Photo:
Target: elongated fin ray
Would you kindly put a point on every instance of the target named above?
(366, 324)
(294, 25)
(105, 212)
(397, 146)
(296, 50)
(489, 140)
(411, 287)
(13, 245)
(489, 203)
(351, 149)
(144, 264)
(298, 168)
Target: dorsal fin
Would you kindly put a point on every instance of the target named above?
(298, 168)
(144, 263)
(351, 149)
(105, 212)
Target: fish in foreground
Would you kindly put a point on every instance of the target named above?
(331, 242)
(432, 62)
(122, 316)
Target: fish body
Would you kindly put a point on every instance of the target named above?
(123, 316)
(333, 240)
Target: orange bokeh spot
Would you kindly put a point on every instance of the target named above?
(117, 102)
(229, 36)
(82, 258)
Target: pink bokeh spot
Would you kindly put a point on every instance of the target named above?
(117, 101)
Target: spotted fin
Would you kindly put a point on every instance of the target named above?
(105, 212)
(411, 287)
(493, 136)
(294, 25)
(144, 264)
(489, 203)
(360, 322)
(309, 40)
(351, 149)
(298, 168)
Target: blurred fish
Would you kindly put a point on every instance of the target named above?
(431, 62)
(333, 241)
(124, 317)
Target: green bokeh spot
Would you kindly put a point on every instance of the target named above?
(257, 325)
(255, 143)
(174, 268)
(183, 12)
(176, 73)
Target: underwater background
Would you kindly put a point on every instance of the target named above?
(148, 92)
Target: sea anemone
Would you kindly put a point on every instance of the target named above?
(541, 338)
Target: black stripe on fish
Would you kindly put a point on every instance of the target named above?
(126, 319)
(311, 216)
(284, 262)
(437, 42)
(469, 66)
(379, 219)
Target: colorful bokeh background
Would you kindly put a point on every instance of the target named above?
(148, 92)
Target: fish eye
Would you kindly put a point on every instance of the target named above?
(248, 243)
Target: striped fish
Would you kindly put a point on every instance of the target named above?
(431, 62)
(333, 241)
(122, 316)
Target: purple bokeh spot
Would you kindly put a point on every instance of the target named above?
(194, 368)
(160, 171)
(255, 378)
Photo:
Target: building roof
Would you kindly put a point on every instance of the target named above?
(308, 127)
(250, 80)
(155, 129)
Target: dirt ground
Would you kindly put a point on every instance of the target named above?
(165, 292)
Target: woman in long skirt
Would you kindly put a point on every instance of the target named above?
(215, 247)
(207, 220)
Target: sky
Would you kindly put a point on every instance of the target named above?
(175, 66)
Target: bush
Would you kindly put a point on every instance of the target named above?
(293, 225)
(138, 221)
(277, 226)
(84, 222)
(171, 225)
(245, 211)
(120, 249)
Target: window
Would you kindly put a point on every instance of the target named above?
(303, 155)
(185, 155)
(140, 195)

+ + +

Your instructions -> Arrange every line of the items above as a Markdown table, leaving out blank lines. Use two columns: Row for the line's number and Text for the line itself.

Task response ->
| Row | Text |
|---|---|
| 1 | Photo: |
| 2 | Target: elongated fin ray |
| 3 | Would you kindly put a point on every instance of the target named above? |
| 4 | (366, 324) |
| 5 | (294, 25) |
| 6 | (105, 212) |
| 7 | (397, 146) |
| 8 | (296, 50) |
| 9 | (489, 140) |
| 10 | (411, 287) |
| 11 | (13, 245) |
| 12 | (489, 203) |
| 13 | (351, 149) |
| 14 | (144, 264) |
| 15 | (298, 168) |
| 16 | Target: dorsal fin |
| 17 | Would you kindly put a point on every instance of the target named above? |
| 18 | (298, 168) |
| 19 | (144, 263) |
| 20 | (351, 149) |
| 21 | (105, 212) |
| 22 | Target: fish in foreground |
| 23 | Would you kindly put a point on every instance of the target named above? |
| 24 | (331, 242) |
| 25 | (432, 62) |
| 26 | (122, 316) |
| 27 | Target: fish body |
| 28 | Would you kindly put a point on every instance of the target named above? |
| 29 | (123, 316) |
| 30 | (333, 240) |
| 31 | Target: orange bokeh spot |
| 32 | Would you kindly put a point on every instance of the target named above? |
| 33 | (117, 102) |
| 34 | (229, 36) |
| 35 | (82, 258) |
| 36 | Target: pink bokeh spot |
| 37 | Would you kindly put a point on every instance of the target named above? |
| 38 | (117, 101) |
| 39 | Target: spotted fin |
| 40 | Would you kindly put a point on every instance of the target named above? |
| 41 | (105, 212) |
| 42 | (411, 287) |
| 43 | (493, 136) |
| 44 | (294, 25) |
| 45 | (144, 264) |
| 46 | (489, 203) |
| 47 | (360, 322) |
| 48 | (309, 40) |
| 49 | (351, 149) |
| 50 | (298, 168) |
| 51 | Target: blurred fish |
| 52 | Would you kindly put a point on every instance of the target named above? |
| 53 | (431, 62) |
| 54 | (333, 241) |
| 55 | (124, 317) |
| 56 | Target: green bokeh spot |
| 57 | Would you kindly put a point on every instance of the target named above? |
| 58 | (257, 325) |
| 59 | (255, 143) |
| 60 | (174, 268) |
| 61 | (183, 12) |
| 62 | (176, 73) |
| 63 | Target: underwater background |
| 64 | Would you kindly put a point on every instance of the target named above? |
| 65 | (148, 92) |
| 66 | Target: sea anemone |
| 67 | Would you kindly put a point on every instance of the target named above? |
| 68 | (541, 338) |
| 69 | Target: black stripe on fish |
| 70 | Would you kindly put a point on every instance of the target named above? |
| 71 | (126, 319) |
| 72 | (311, 216) |
| 73 | (284, 262) |
| 74 | (437, 42) |
| 75 | (469, 66) |
| 76 | (379, 219) |
| 77 | Target: colorful bokeh background |
| 78 | Would you kindly put a point on every instance of the target named above? |
| 79 | (148, 92) |
| 80 | Target: fish eye |
| 81 | Would you kindly put a point on every instance of the target named above? |
| 82 | (248, 243) |
| 83 | Target: striped fish |
| 84 | Would you kindly put a point on every instance of the target named above? |
| 85 | (431, 62) |
| 86 | (333, 241) |
| 87 | (122, 316) |
| 88 | Target: purple bokeh spot |
| 89 | Would you kindly put a point on every instance of the target named above? |
| 90 | (194, 368) |
| 91 | (160, 171) |
| 92 | (255, 378) |
| 93 | Photo: |
| 94 | Target: building roof |
| 95 | Would you kindly put a point on every instance of the target named above? |
| 96 | (308, 127) |
| 97 | (250, 80) |
| 98 | (155, 129) |
| 99 | Target: dirt ground |
| 100 | Would you kindly put a point on every instance of the target named above? |
| 101 | (165, 292) |
| 102 | Target: woman in long skirt |
| 103 | Would you kindly put a point on every instance of the target named above? |
| 104 | (215, 247) |
| 105 | (207, 220) |
| 106 | Target: sky |
| 107 | Would you kindly put a point on every instance of the target named above? |
| 108 | (175, 66) |
| 109 | Target: bush |
| 110 | Would you kindly put a point on every instance of the target named above? |
| 111 | (293, 225) |
| 112 | (138, 221) |
| 113 | (277, 226) |
| 114 | (84, 222) |
| 115 | (171, 225) |
| 116 | (245, 211) |
| 117 | (120, 249) |
| 118 | Target: window |
| 119 | Would you kindly put a point on every instance of the target named above? |
| 120 | (303, 155) |
| 121 | (185, 155) |
| 122 | (140, 195) |